- Try it: Filter the records below for the word "flower". Keep each line that has it.

Stored dataset items
_ _ _ _ _ _ _

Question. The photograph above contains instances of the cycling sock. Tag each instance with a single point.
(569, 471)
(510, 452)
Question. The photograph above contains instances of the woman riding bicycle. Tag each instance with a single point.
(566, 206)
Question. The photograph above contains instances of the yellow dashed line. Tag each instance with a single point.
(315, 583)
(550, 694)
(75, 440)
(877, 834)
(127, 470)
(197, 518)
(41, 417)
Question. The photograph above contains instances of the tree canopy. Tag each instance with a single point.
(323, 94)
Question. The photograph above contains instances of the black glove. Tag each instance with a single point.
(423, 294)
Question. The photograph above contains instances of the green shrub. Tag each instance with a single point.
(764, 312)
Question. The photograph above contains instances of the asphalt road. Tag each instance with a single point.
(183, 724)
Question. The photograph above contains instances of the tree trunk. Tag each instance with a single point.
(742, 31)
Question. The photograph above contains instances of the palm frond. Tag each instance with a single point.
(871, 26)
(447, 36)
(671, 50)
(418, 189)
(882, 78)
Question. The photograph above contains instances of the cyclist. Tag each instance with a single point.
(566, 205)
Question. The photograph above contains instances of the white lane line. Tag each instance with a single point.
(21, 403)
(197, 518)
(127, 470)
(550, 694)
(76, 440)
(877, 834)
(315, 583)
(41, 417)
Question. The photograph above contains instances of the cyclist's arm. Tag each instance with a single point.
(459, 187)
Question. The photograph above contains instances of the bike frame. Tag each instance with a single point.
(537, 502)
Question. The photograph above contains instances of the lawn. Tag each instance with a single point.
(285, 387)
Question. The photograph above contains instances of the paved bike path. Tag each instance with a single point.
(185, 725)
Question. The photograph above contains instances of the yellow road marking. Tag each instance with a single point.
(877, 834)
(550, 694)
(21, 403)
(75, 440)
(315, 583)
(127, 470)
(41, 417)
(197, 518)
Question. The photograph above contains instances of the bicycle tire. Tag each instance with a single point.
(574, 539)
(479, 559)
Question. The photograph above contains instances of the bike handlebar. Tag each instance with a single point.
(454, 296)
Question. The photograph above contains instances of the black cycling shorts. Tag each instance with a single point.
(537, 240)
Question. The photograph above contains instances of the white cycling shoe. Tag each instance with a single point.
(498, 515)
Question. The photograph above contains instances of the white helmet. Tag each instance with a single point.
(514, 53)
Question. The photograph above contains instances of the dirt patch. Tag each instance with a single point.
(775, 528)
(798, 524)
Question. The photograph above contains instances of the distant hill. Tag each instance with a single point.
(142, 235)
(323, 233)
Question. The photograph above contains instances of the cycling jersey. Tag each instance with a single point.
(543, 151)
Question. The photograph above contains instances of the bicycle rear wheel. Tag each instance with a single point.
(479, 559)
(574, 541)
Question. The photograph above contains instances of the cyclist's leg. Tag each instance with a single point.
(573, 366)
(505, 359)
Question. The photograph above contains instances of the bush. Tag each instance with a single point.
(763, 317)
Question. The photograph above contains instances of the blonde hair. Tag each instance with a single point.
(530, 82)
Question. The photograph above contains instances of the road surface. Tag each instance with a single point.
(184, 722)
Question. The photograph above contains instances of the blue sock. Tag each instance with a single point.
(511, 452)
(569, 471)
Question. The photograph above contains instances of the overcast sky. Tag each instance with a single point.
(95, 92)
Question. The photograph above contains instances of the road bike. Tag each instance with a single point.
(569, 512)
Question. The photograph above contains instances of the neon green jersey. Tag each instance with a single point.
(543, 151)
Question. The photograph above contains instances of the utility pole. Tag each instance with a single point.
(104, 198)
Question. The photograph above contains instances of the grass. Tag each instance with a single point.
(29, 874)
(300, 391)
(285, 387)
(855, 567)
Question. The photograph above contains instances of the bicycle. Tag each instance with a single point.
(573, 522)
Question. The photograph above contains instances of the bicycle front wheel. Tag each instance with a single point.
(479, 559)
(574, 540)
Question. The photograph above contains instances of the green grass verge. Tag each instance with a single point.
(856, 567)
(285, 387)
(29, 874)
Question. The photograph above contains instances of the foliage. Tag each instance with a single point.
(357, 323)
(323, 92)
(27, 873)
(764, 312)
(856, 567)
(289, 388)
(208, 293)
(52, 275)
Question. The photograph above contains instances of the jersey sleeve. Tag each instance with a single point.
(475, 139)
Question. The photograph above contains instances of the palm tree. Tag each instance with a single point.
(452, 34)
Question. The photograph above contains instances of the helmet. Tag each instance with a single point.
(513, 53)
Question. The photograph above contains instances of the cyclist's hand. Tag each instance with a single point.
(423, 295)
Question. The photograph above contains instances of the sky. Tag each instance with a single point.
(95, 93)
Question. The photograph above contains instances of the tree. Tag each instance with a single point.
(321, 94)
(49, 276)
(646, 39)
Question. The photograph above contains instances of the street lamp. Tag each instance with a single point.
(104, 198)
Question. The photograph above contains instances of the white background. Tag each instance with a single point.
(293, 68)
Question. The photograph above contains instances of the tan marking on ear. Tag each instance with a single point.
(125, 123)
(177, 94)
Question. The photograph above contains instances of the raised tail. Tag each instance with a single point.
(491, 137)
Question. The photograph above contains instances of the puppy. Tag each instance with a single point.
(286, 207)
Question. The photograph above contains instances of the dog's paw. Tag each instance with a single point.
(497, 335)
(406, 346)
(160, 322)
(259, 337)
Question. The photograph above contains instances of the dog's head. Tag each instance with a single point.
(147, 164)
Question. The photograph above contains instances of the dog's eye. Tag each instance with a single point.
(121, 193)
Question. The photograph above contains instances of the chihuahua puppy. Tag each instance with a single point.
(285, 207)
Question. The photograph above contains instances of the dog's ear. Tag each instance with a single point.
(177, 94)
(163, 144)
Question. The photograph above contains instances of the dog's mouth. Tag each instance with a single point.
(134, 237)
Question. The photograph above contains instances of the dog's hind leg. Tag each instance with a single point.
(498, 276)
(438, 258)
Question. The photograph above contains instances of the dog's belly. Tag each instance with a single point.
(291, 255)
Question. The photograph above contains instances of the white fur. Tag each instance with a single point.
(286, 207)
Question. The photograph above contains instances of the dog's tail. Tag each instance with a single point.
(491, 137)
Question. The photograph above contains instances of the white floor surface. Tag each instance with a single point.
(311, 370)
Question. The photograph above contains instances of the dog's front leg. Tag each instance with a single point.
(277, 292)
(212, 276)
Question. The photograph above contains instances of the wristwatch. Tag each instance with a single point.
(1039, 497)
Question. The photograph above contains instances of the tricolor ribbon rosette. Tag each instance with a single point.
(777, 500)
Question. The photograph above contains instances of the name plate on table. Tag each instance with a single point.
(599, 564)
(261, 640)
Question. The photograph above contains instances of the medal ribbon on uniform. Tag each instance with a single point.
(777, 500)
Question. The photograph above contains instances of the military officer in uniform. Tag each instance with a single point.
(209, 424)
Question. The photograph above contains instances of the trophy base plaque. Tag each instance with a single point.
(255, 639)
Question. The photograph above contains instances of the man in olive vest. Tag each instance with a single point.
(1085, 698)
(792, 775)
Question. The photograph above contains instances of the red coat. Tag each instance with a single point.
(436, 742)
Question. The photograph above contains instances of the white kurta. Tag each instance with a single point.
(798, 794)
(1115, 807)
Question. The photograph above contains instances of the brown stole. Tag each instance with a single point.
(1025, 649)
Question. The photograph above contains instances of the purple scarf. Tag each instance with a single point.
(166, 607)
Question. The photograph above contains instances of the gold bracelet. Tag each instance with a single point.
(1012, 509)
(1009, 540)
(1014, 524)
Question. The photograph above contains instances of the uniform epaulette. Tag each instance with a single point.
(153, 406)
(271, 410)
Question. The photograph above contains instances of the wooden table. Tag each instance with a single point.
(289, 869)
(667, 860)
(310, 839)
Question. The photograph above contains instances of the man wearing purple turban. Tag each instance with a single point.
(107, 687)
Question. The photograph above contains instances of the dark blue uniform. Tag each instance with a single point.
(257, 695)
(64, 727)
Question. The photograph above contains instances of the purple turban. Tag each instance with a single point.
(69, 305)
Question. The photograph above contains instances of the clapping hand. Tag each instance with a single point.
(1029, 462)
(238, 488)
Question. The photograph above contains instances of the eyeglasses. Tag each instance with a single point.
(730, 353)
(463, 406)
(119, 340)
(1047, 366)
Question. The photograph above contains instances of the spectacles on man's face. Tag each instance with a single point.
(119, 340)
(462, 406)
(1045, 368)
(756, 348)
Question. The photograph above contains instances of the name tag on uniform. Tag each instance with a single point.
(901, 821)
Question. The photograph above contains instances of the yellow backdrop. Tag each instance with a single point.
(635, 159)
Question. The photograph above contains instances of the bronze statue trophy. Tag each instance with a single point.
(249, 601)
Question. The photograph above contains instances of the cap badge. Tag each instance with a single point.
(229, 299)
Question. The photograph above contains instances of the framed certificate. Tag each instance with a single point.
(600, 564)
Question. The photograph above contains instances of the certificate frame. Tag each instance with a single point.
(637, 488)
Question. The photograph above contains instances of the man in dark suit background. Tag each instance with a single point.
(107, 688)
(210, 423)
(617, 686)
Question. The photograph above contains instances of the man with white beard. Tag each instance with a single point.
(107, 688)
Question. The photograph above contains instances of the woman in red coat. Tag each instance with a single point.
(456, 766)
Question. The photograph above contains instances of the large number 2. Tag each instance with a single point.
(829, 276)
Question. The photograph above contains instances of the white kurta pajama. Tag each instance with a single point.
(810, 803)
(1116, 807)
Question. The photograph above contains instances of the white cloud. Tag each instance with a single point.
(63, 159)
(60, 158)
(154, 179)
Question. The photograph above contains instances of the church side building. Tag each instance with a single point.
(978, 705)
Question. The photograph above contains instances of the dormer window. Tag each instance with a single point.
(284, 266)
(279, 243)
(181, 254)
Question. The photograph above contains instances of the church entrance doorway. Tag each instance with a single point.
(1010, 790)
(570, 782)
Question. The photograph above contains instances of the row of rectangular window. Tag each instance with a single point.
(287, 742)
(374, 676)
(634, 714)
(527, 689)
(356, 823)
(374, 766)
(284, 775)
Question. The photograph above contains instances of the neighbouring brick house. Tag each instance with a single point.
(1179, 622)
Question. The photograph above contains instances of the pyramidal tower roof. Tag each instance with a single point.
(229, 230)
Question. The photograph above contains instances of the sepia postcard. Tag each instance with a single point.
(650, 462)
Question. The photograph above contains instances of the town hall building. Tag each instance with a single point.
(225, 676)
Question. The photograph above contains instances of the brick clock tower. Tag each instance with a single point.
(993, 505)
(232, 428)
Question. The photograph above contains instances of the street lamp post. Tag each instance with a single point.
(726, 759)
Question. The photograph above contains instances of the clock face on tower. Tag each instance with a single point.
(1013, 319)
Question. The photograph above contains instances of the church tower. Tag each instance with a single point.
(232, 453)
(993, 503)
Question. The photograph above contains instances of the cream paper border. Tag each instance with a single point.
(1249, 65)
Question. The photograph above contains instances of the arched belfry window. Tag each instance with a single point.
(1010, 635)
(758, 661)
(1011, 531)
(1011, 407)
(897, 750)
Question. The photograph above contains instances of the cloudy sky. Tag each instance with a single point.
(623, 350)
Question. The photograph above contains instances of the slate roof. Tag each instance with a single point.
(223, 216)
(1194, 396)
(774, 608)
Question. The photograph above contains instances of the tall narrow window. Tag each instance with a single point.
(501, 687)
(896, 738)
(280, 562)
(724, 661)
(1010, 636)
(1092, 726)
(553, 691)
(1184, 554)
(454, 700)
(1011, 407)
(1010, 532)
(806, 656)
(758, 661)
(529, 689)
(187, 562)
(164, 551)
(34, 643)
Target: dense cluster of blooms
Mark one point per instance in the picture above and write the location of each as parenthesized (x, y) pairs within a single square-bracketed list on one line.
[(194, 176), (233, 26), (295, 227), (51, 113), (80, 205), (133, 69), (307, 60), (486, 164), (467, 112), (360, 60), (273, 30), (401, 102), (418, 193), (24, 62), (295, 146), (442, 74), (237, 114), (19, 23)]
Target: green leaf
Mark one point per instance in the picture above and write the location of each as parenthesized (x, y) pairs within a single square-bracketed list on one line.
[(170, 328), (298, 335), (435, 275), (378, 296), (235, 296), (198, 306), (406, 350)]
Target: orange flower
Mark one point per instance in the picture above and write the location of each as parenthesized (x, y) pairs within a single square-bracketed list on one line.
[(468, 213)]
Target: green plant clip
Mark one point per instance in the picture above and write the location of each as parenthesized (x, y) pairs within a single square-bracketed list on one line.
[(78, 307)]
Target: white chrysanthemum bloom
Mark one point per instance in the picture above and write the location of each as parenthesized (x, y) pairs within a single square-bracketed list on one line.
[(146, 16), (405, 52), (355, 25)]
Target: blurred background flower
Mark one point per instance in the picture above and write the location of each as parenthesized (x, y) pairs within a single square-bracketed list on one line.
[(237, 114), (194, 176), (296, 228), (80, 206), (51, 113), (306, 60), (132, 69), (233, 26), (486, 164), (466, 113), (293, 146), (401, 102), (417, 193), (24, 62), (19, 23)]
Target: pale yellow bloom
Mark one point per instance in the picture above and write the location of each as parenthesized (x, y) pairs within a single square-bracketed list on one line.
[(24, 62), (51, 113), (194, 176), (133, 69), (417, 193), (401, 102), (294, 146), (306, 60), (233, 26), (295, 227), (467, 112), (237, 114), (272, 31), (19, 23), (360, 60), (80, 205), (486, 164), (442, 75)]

_ _ _ _ _ _ _

- Task response:
Target: orange flower
Target: blurred background flower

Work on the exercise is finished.